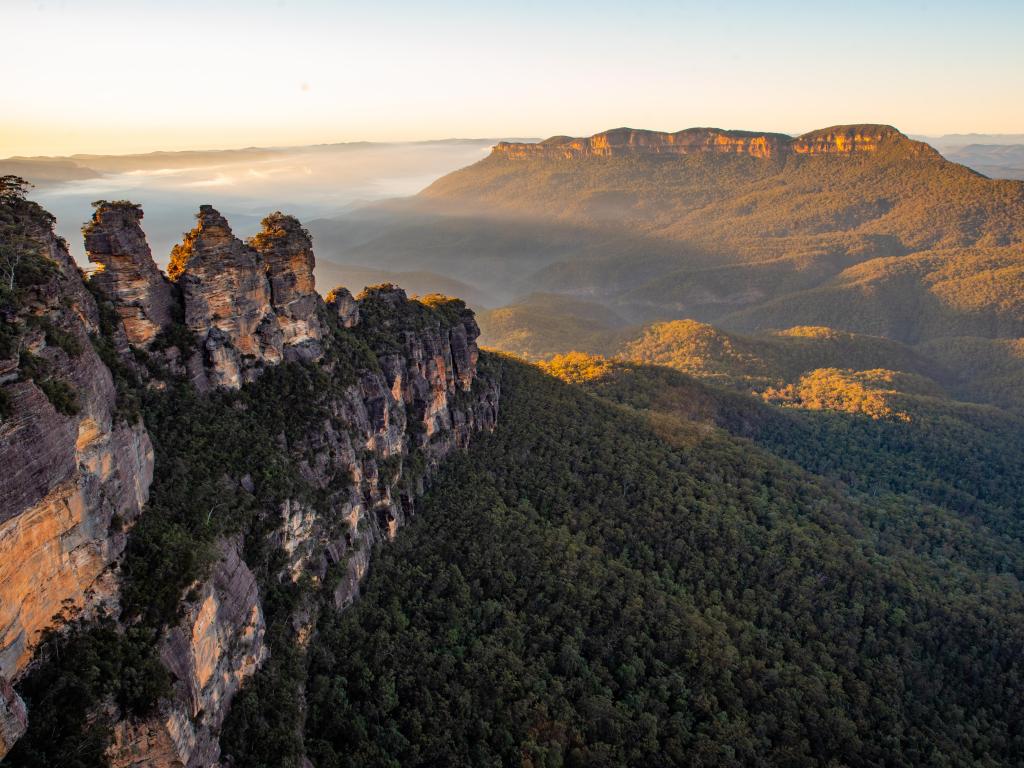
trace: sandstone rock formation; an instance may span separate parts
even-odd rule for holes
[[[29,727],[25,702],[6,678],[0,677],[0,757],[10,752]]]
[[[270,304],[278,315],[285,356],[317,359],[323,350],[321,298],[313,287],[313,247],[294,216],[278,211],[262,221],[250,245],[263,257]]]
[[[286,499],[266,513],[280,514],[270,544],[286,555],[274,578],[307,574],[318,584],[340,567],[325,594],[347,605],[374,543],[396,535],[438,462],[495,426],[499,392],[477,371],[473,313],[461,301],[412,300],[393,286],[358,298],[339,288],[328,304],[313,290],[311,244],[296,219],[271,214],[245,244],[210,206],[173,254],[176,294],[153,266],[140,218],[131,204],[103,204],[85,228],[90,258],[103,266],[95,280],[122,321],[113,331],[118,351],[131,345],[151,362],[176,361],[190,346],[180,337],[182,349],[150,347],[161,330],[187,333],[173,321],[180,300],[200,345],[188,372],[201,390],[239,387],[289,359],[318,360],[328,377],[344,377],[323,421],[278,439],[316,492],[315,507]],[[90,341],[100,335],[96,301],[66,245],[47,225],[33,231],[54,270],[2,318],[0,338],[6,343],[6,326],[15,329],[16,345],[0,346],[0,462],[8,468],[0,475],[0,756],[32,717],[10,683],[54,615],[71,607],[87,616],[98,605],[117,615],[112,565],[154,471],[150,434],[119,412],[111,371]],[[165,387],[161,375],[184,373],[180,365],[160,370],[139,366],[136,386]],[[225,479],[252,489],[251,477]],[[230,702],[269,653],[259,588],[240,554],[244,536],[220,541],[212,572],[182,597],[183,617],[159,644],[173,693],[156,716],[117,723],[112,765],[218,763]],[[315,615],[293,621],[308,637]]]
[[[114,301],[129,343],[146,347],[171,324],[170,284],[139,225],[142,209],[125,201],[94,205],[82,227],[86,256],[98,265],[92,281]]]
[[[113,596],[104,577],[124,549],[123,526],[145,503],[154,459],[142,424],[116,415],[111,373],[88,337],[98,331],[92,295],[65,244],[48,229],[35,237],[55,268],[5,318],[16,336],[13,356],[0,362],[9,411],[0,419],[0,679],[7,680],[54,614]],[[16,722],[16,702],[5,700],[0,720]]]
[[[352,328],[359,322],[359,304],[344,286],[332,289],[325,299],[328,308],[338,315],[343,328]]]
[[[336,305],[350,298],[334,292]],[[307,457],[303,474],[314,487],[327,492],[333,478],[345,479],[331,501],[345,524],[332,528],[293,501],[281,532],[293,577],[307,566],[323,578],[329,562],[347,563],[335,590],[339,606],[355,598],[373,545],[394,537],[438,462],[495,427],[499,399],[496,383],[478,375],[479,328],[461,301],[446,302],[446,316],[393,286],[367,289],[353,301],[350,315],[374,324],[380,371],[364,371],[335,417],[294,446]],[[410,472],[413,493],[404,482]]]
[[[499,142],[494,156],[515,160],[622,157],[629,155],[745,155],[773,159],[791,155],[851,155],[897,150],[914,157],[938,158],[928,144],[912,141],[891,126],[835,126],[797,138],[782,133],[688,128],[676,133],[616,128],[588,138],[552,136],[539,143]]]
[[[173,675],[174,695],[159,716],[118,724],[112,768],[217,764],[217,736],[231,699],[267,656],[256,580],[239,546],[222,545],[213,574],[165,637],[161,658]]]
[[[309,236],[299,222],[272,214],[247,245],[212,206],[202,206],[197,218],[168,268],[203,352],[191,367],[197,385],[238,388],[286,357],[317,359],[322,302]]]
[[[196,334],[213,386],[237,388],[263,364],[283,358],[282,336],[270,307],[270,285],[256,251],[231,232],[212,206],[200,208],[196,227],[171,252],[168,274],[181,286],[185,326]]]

* * * * *

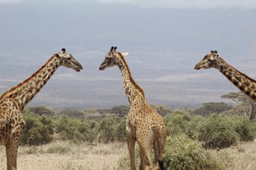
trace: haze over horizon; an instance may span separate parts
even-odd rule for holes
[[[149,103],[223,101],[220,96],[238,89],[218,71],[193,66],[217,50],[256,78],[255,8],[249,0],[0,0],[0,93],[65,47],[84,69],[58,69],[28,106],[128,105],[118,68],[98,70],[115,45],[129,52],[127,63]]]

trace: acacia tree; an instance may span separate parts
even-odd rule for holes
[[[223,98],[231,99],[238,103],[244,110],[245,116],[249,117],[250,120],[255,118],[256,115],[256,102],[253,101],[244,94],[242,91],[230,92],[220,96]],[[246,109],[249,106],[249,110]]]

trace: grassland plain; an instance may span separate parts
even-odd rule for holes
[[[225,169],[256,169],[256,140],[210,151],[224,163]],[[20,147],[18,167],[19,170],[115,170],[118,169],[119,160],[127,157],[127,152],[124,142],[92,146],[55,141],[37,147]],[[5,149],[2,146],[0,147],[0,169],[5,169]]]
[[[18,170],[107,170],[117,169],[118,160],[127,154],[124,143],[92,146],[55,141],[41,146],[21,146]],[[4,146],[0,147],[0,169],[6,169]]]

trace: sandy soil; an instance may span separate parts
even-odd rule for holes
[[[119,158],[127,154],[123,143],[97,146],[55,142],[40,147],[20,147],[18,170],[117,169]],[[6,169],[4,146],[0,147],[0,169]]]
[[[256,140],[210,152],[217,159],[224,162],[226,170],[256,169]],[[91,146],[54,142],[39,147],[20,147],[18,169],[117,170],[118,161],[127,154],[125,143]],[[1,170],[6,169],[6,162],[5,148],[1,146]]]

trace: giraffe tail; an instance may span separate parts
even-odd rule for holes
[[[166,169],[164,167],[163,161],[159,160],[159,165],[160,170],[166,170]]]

* * * * *

Return every line of the items that contains the word "separate", matching case exactly.

trace: sandstone rock formation; an instance may span separate parts
trace: haze over horizon; an instance may span separate parts
trace: acacia tree; an instance may span separate parts
trace: grassland plain; an instance may span separate parts
trace: sandy soil; an instance may span separate parts
trace: giraffe tail; an instance may span separate parts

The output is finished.